**Text section**
=-=-=-=-=

San Francisco whistleblower program comes under fire

SAN FRANCISCO

Several people who have been trying to blow the whistle tell us the program is broken. They say the whistleblower complaint unit operates in secrecy, doesn't hold employers accountable, and leaves whistleblowers to fend for themselves. Now they're going public to demand changes.

MTA parking supervisor Bebe Pubill says she had to do something about a fellow supervisor -- that Elias Georgopoulus was out of control in the office and on the street, and everyone knew about it.

"And there are dozens more that haven't filed complaints because they're scared of him," said Pubill.

And now, she says, because she spoke out and filed a whistleblower complaint, she's feeling the heat.

"They are totally retaliating against me for helping my peers," she said.

A recent I-Team story revealed how Georgopoulus has racked up restraining orders, lawsuits and allegations of assaults, sexual harassment, ticket fixing, abusing a handicapped placard and macing drivers -- all complaints from MTA employees and the public. Pubill says she told MTA bosses about these problems for years but they did nothing. So three years ago she sent an email to the San Francisco Whistleblower Program. "I went to whistleblower -- 'Who can I contact?' That's what the email says -- 'This is what's happening in our department. Can you help me?'"

=-=-=-=-=

**Assigned task 1**
Condense the paragraph of the whistleblower story that begins "A recent I-Team story revealed" into a shorter version that keeps its main facts.
**Assigned task 2**
Quote the whistleblower story word for word, starting at "San Francisco whistleblower program comes" and ending at "to demand changes.".
**Assigned task 3**
Write what comes next in the news story about San Francisco's whistleblower program, picking up after its final sentence.
These entries have no connection to the whistleblower story.

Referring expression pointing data
=-=-=-=-=

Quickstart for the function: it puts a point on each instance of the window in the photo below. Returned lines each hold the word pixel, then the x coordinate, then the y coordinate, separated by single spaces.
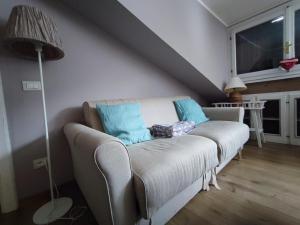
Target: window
pixel 260 43
pixel 297 34
pixel 260 47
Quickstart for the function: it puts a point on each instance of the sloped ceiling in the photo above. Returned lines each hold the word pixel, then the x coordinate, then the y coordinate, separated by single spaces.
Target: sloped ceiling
pixel 230 12
pixel 114 18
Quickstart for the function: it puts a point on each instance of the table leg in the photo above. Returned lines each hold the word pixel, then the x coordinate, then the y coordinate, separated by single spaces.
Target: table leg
pixel 255 122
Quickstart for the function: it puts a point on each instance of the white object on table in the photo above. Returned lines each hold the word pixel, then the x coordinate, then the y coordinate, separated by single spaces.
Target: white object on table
pixel 255 108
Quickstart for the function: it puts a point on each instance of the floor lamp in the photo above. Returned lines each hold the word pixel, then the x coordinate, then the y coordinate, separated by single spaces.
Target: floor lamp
pixel 33 35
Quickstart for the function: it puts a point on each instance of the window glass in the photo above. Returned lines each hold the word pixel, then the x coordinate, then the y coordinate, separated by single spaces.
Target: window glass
pixel 297 34
pixel 260 47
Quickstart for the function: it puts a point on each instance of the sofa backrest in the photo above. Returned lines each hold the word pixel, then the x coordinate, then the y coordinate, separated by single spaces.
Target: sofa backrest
pixel 154 110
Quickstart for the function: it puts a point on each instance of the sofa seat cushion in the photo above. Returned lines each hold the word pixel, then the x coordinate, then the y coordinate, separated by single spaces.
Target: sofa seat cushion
pixel 229 136
pixel 164 167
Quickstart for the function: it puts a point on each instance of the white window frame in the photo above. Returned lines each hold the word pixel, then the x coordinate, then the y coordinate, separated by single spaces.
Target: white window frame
pixel 295 140
pixel 288 11
pixel 287 115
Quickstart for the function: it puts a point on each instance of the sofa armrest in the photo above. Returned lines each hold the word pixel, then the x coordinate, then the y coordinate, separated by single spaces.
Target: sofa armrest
pixel 102 170
pixel 225 113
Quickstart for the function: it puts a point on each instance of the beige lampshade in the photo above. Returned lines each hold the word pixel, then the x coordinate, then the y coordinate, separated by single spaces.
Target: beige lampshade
pixel 235 84
pixel 28 27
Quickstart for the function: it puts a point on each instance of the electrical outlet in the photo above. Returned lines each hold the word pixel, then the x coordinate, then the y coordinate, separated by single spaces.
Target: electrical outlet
pixel 39 163
pixel 31 85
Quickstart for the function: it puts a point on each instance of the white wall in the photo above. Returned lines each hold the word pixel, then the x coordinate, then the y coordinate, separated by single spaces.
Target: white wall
pixel 191 31
pixel 95 66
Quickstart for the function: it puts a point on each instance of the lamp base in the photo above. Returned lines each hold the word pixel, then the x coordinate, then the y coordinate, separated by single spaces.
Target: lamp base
pixel 235 97
pixel 47 213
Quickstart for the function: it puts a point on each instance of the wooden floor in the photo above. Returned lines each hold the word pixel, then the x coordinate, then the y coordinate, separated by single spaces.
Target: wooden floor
pixel 263 188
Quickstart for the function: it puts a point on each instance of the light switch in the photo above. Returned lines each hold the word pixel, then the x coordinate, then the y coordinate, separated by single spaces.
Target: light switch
pixel 31 85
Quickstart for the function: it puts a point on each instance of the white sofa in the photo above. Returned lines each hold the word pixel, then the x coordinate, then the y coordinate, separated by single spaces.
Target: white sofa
pixel 149 182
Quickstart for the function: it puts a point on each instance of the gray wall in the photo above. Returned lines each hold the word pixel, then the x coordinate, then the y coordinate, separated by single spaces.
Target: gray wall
pixel 191 31
pixel 95 67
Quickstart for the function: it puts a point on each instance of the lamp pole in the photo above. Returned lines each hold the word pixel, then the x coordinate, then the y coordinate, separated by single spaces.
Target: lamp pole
pixel 39 50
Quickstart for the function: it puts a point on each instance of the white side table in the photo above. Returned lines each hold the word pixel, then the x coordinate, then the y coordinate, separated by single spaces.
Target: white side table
pixel 255 108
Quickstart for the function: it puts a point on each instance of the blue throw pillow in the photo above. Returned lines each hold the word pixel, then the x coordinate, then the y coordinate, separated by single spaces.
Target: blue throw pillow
pixel 124 121
pixel 190 110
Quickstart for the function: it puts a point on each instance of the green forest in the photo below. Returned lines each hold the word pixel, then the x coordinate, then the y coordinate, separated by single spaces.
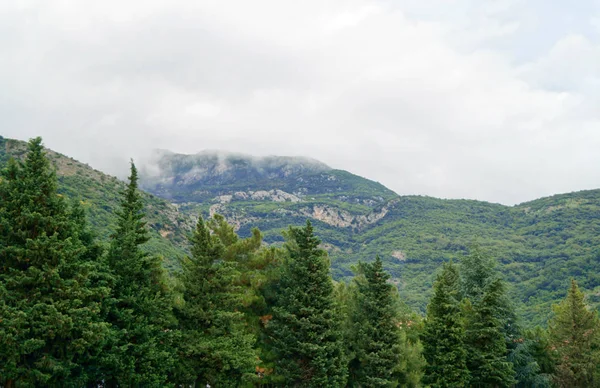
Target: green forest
pixel 82 310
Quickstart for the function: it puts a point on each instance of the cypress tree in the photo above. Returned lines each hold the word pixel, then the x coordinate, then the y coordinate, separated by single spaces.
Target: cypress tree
pixel 574 341
pixel 443 337
pixel 305 332
pixel 376 334
pixel 50 304
pixel 214 346
pixel 141 313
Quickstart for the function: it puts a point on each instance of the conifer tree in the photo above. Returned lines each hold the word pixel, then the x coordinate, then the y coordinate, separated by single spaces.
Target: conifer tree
pixel 50 304
pixel 305 332
pixel 574 341
pixel 444 334
pixel 142 309
pixel 487 356
pixel 214 346
pixel 375 335
pixel 481 285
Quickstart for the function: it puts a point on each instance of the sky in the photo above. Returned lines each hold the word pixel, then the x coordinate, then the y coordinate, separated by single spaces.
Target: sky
pixel 490 100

=-=-=-=-=

**Expected output 1**
An I-Team story reported that MTA employees and the public have accused Georgopoulus of assault, sexual harassment, ticket fixing, abusing a handicapped placard and macing drivers, and that he has restraining orders and lawsuits against him. Pubill says she reported these problems to MTA bosses for years without result. Three years ago she emailed the San Francisco Whistleblower Program, describing what was happening in her department and asking whom she could contact for help.

**Expected output 2**
San Francisco whistleblower program comes under fire

SAN FRANCISCO

Several people who have been trying to blow the whistle tell us the program is broken. They say the whistleblower complaint unit operates in secrecy, doesn't hold employers accountable, and leaves whistleblowers to fend for themselves. Now they're going public to demand changes.

**Expected output 3**
But that complaint also went nowhere. After a few emails of concern from whistleblower investigators -- one even asking "Are you still feeling threatened?" -- Pubill says the investigator just disappeared. That was in July 2009. So we checked on the status of her complaint. It simply says "closed" and "resolved by the department or agency."

"It was resolved by the department?" asked Pubill. "You show me how."

Just two weeks ago, Pubill got notice that she's being fired -- MTA officials say she overstepped her authority by looking into the complaints against Georgopolous: "...All Ms. Pubill has to do is report it to her immediate supervisor for investigation."

It's a common theme with whistleblowers, that the city program doesn't work, isn't accountable and abandons whistleblowers who suffer retaliation.

"My experience is that a lot of it is a sham," said former Laguna Honda doctor Derek Kerr.

Kerr ran an award-winning hospice program at Laguna Honda Hospital. Dr. Maria Rivero worked with dementia patients there for 22 years. They appealed to the whistleblower program in September 2009 after discovering hospital administrators were using patient gift fund money for staff parties. A year and a half later they're still waiting to hear from the whistleblower program.

"You have no protection and the investigations take so long that even if they decide that my rights were violated, two, three years later, everything is changed," said Kerr.

"The whistleblower program is like a black hole that doesn't listen to people, and in fact, it stands by while you are persecuted, harassed, transferred, fired," said Rivero.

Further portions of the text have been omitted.